* **Requirement**
Copy out, exactly as written, only the line containing "Practice. Locate the teeth" and the lines after it through the end of the records.

* **Data in this exercise**
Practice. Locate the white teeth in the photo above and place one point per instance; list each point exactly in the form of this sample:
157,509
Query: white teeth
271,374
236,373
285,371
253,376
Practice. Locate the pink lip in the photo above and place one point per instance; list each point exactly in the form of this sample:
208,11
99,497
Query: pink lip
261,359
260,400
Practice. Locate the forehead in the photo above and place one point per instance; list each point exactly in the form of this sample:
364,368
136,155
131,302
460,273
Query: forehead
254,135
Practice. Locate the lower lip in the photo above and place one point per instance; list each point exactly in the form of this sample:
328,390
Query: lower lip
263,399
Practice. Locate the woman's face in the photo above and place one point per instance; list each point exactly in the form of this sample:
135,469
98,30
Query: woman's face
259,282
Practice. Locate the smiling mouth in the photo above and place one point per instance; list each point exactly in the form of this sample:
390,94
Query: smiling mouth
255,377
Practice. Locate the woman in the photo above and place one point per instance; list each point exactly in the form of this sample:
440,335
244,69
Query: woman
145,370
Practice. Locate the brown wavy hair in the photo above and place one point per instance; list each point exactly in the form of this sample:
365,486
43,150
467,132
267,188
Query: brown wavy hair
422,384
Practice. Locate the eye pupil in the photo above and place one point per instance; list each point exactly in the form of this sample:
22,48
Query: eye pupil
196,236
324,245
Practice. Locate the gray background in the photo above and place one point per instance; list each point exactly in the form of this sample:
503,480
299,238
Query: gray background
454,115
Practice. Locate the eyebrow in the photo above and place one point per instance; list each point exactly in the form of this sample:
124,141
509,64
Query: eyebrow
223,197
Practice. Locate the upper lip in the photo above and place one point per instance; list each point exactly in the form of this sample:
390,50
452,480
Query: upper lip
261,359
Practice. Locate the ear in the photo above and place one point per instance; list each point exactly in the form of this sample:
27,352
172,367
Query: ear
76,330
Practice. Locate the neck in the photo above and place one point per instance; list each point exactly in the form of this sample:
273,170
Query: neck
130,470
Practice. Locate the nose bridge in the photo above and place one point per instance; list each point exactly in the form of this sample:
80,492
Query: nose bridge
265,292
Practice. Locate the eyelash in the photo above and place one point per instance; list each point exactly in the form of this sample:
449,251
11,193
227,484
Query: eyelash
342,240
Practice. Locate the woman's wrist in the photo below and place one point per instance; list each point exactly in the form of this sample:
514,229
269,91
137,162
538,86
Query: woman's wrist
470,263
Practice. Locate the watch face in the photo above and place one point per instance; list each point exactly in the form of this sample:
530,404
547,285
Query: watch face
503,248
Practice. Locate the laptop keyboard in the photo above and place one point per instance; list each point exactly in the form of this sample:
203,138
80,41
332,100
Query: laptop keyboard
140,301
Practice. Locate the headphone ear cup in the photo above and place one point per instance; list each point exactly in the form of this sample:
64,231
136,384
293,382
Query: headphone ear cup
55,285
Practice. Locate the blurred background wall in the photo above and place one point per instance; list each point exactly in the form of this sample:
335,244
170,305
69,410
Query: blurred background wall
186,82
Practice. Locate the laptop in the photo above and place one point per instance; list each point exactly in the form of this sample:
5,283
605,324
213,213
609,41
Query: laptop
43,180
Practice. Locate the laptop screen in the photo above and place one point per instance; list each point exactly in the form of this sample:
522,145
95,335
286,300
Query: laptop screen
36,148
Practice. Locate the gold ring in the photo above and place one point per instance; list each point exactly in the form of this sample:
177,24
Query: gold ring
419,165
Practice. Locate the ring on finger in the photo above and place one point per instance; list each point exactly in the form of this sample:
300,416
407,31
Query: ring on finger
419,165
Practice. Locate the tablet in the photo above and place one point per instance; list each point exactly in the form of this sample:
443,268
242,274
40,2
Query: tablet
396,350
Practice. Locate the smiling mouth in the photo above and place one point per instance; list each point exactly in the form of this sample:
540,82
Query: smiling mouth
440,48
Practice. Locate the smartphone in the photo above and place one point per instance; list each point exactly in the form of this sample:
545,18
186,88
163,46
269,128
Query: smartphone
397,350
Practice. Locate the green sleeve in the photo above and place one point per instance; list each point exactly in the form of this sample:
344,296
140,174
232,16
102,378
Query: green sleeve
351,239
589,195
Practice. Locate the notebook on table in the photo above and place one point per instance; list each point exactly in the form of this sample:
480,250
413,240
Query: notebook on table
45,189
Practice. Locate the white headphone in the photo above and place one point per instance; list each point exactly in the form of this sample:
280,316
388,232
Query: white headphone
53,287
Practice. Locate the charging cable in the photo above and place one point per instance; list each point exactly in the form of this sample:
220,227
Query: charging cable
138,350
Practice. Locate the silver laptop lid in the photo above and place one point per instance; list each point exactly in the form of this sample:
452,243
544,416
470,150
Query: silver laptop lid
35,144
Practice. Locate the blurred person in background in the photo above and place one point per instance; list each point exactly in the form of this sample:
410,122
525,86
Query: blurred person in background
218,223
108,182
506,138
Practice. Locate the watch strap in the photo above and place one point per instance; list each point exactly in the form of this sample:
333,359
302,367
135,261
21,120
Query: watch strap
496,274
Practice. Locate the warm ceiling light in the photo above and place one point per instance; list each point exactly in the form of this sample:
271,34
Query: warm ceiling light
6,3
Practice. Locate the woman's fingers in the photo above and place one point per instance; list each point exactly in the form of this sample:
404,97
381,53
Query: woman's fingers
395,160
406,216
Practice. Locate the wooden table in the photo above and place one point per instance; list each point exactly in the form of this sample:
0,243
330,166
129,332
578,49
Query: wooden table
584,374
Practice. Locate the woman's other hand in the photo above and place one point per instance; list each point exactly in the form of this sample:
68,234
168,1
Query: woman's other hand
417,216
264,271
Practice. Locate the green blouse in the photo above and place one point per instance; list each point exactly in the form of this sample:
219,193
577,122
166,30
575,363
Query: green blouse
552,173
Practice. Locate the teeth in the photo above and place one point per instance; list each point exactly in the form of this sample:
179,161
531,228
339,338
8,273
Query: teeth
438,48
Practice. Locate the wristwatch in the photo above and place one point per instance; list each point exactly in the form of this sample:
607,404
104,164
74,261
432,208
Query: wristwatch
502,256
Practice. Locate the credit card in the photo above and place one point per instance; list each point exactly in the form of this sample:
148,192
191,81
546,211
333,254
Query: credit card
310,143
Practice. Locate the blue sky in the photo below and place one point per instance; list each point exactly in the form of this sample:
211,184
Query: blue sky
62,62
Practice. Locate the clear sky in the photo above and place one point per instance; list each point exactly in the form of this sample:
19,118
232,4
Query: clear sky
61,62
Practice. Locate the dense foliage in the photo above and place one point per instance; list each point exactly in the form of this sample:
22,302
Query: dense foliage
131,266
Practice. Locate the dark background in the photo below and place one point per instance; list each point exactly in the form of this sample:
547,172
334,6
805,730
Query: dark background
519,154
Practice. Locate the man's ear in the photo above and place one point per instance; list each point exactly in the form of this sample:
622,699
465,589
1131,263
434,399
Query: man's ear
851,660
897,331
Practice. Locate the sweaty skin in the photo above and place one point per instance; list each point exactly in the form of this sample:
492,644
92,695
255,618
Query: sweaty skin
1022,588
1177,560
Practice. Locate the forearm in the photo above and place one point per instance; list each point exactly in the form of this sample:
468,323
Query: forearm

* **Reply to the exercise**
Practice. Locate the teeth in the photo above and place one point per instance; list each point exactly in the form of this sample:
179,161
531,228
339,338
8,273
Query: teeth
438,48
Practice. Locate the wristwatch in the photo above and place one point per instance; list each point exactly in the form of this sample:
607,404
104,164
74,261
432,208
Query: wristwatch
502,256
Practice. Locate the credit card in the photo above and place one point per instance; list each point exactly in the form of this sample:
148,192
191,81
546,211
333,254
Query: credit card
310,143
Practice. Locate the blue sky in the photo below and place one point per instance; list each point exactly in the form of this sample:
211,184
Query: blue sky
62,62
Practice. Locate the clear sky in the photo above and place one point per instance; list each point exactly in the form of this sample:
19,118
232,4
Query: clear sky
61,62
Practice. Locate the dense foliage in the photo above and place one point per instance; list each point exactly in the form of this sample:
22,302
Query: dense foliage
131,266
Practice. Locate the dark background in the photo below and place one point per instance; list each point exactly in the form of this sample:
547,172
334,6
805,730
Query: dark background
519,154
Practice. Locate the man's ear in the photo above and place one point per instance; list each point exactly in the form of this sample:
622,699
465,589
1131,263
434,399
Query: man's ear
851,660
897,331
Practice. Locate the sweaty skin in the photo above and place one point per instance; list each point exactly in the form of this sample:
492,644
92,695
255,618
Query: sweaty skin
1022,588
1177,560
Practice. Locate the forearm in the photo above and place one point per instance; list each point exactly in the form of this sample:
468,323
Query: forearm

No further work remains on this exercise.